**TASKS TO CARRY OUT:**
A. Repeat the part of the REIT article starting with "The core of" and going on through "approximately 2.3 years.".
B. What fixed public offering price per share does the REIT article give for Aegis Value Plus REIT?

On the 5th, at the Aegis Value Plus REIT press conference (IPO) held at Conrad Hotel in Yeouido, Seoul, Jung Seok-woo, CEO of Aegis Asset Management, made these remarks.

Aegis Value Plus REIT, Annual Dividend Yield of 6%... "No Impact from COVID-19" On the 5th, at the Aegis Value Plus REITs press conference (IPO) held at the Conrad Hotel in Yeouido, Seoul, Jung Seok-woo, CEO of Aegis Asset Management, stated, "The expected yield of the REITs due to the inclusion of office building assets is around 6.6% per year."


The core of REIT investment lies in the location of the assets and whether solid tenants have been secured. The structure of Aegis Value Plus REIT is to raise equity capital through this public offering and then purchase the beneficiary certificates of ‘Aegis No.97,’ which owns the ‘Taepyeong-ro Building.’


The Taepyeong-ro Building is located in the City Hall Station CBD (Central Business District), preferred by large corporations and financial companies. There are a total of 19 tenants, including Samsung Life Insurance, CJ Logistics, Industrial and Commercial Bank of China (ICBC), and Boram Sangjo. Prime tenants occupy 65% of the leased area, and as of the end of April, the vacancy rate based on contracts is about 5.6%. The remaining lease period for tenants is approximately 2.3 years.


CEO Jung said, “When a lease expires, if there is a single tenant, there is a risk of large-scale vacancy. However, if there are various tenants and the lease expirations are staggered, the risk of large vacancies is low, making it suitable for public REITs.”


The purchase price of this building is about 25 million KRW per pyeong, which is relatively inexpensive compared to other CBD buildings nearby. The company plans to additionally incorporate real estate funds or REITs holding ‘prime office buildings’ through further capital increases. A company official said, “Currently, we are considering asset incorporation mainly in the Gangnam area CBD,” and added, “We will focus on office buildings to grow the REIT to over a trillion KRW.” The expected annual yield of the REIT from asset incorporation is about 6.6%, with total dividends around 3.6 billion KRW.


Aegis Asset Management, which manages this REIT, currently ranks first in domestic real estate fund setup amount and third worldwide in terms of Asian real estate assets under management. The company has invested not only in traditional commercial real estate such as offices and hotels but also in logistics and residential sectors. As of the end of last year, it manages and invests in 207 real estate assets, approximately 2.7 million pyeong, based on physical and development assets under management.


CEO Jung stated, “Over the past five years, the average annual dividend yield of the domestic physical assets managed by the company is about 6.16%. This is approximately 4 percentage points higher on average than stock dividend yields, bonds, retirement pensions, and bank deposit yields.”


Shin Won-jung, Executive Director of Samsung Securities IB Division and lead underwriter who attended the event, emphasized, “As stock market volatility is expected to increase further, investors seeking stability have limited options. Aegis Value Plus REIT will fulfill that role.”


Meanwhile, the total number of shares offered by Aegis Value Plus REIT is 23.7 million shares, with a fixed public offering price of 5,000 KRW per share. The total expected amount is 118.5 billion KRW. Demand forecasting for institutional investors will be conducted over two days from the 10th to the 11th, followed by public subscription from institutional and general investors on the 16th and 17th.

**DATASET:**

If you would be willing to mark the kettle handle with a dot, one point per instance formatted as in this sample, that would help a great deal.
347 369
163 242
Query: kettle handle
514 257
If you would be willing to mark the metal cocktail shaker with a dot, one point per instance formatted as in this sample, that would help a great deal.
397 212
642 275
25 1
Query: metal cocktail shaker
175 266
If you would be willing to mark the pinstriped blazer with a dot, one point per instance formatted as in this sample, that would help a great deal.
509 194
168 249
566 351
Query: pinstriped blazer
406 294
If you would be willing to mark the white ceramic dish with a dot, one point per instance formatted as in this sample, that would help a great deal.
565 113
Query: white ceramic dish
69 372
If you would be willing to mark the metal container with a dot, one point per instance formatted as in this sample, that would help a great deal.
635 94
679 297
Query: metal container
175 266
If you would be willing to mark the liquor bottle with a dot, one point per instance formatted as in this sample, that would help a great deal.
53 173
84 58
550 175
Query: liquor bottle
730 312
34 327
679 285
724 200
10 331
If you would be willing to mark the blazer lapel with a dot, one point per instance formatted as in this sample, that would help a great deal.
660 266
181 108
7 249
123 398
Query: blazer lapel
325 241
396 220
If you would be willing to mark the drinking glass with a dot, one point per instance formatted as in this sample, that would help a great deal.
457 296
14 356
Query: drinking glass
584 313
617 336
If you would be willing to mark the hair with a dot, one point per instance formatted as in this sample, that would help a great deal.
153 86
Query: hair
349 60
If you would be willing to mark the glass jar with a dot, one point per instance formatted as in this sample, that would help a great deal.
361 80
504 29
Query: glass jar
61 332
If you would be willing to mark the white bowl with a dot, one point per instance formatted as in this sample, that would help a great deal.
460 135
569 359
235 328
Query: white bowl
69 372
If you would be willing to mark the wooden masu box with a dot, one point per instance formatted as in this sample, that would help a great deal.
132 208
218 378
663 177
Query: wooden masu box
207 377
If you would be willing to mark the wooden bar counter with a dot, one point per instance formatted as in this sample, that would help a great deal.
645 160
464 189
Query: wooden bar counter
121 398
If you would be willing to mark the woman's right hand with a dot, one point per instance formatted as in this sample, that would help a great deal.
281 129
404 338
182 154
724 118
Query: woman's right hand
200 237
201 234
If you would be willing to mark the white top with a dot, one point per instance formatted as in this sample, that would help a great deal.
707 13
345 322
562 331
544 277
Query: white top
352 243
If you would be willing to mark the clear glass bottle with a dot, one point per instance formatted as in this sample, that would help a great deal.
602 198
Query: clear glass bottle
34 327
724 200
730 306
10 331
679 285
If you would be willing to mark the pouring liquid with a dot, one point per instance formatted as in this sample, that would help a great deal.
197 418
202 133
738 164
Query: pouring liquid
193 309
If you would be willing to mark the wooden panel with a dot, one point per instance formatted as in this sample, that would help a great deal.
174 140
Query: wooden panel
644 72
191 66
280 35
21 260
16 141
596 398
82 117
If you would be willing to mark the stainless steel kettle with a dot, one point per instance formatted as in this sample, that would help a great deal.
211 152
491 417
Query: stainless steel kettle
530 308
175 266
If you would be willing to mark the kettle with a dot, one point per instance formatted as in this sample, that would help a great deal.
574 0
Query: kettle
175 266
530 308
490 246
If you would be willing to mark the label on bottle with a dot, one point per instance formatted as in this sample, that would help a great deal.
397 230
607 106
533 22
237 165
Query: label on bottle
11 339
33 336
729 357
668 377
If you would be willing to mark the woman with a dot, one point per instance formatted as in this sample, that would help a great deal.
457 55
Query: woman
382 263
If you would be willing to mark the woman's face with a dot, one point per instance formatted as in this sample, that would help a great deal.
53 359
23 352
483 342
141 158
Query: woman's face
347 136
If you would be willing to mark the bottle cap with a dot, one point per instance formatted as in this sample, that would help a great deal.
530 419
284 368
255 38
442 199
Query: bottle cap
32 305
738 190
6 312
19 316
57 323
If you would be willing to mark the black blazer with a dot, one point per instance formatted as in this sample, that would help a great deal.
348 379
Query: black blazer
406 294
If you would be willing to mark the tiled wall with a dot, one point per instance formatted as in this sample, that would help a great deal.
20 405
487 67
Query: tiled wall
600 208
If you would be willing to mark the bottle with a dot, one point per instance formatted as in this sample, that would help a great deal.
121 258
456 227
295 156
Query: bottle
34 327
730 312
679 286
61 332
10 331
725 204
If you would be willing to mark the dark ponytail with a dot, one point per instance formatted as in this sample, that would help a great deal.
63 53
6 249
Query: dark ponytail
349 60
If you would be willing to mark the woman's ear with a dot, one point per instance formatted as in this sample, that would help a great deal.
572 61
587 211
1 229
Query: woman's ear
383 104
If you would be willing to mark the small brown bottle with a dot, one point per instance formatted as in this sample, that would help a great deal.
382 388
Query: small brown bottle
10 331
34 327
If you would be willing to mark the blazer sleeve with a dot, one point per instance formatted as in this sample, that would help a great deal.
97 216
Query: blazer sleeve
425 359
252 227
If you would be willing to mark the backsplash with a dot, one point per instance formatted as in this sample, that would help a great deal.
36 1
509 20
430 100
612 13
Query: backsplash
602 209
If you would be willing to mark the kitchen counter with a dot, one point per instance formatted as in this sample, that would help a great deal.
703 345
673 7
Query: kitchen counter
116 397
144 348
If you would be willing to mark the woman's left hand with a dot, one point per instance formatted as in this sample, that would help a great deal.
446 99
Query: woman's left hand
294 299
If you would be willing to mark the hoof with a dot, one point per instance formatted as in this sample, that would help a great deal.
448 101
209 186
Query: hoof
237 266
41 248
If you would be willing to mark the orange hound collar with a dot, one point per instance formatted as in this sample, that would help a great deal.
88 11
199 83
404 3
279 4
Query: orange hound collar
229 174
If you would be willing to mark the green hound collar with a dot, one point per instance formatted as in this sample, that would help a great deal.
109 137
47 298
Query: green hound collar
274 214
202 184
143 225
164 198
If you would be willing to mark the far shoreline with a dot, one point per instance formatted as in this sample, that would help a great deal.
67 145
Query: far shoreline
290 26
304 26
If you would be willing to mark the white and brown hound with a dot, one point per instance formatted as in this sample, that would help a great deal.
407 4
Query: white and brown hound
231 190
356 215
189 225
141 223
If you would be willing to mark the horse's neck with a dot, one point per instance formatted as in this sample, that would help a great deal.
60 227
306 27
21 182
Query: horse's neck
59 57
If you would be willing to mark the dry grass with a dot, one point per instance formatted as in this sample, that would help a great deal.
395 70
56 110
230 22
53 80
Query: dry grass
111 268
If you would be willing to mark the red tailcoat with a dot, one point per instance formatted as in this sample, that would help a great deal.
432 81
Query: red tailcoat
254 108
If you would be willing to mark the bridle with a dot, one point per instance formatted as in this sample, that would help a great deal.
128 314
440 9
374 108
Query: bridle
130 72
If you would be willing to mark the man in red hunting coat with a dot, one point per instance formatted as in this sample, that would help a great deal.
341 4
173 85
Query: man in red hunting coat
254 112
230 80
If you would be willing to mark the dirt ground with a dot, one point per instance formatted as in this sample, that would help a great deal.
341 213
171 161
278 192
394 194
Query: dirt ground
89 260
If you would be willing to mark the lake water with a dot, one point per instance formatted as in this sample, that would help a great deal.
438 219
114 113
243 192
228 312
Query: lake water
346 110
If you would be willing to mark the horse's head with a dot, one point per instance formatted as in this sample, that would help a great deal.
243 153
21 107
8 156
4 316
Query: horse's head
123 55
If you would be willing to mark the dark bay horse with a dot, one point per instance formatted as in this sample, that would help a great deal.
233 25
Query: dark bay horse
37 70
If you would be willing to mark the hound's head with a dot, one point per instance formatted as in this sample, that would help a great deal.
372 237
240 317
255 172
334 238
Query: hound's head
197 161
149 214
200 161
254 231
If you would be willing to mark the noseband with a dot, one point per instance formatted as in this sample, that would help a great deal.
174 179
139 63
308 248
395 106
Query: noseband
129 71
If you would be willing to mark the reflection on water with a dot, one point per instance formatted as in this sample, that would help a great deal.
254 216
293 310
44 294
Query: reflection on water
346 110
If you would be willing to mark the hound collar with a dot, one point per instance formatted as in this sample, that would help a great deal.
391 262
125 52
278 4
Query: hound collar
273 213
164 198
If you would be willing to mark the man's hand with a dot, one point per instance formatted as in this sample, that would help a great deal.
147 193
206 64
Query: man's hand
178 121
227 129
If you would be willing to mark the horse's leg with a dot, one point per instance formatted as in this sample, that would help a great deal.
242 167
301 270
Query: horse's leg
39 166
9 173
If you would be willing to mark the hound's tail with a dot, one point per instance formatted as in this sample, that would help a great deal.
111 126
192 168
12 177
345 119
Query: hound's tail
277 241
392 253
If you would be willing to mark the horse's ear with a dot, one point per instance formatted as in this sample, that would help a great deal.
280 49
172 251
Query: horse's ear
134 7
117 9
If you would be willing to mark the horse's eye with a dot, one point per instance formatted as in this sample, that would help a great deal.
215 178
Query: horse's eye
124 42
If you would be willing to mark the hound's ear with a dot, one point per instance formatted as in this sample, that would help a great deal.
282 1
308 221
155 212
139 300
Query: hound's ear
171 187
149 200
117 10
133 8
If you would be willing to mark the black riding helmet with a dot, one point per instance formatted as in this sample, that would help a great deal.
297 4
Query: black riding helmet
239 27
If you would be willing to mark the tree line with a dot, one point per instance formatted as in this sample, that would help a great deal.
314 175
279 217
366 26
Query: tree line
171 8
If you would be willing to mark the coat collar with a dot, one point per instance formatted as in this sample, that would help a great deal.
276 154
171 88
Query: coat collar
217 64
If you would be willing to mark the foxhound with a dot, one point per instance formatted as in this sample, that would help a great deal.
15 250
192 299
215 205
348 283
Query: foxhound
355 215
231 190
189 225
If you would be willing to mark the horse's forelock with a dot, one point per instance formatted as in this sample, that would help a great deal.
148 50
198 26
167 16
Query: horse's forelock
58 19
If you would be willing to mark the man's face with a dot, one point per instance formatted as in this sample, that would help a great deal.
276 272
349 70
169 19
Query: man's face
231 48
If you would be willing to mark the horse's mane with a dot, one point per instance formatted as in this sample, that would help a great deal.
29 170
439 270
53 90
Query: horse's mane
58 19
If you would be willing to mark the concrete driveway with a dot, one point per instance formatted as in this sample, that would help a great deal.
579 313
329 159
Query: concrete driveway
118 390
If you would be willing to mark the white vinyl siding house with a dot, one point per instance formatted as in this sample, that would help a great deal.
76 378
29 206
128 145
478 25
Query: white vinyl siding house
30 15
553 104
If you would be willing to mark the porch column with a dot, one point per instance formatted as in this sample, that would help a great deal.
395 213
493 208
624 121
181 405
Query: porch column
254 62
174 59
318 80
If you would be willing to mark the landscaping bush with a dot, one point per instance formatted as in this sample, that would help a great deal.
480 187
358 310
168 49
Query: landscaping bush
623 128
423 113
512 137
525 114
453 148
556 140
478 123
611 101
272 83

**RESPONSES TO THE TASKS:**
A.
The core of REIT investment lies in the location of the assets and whether solid tenants have been secured. The structure of Aegis Value Plus REIT is to raise equity capital through this public offering and then purchase the beneficiary certificates of ‘Aegis No.97,’ which owns the ‘Taepyeong-ro Building.’


The Taepyeong-ro Building is located in the City Hall Station CBD (Central Business District), preferred by large corporations and financial companies. There are a total of 19 tenants, including Samsung Life Insurance, CJ Logistics, Industrial and Commercial Bank of China (ICBC), and Boram Sangjo. Prime tenants occupy 65% of the leased area, and as of the end of April, the vacancy rate based on contracts is about 5.6%. The remaining lease period for tenants is approximately 2.3 years.

B. 5,000 KRW per share.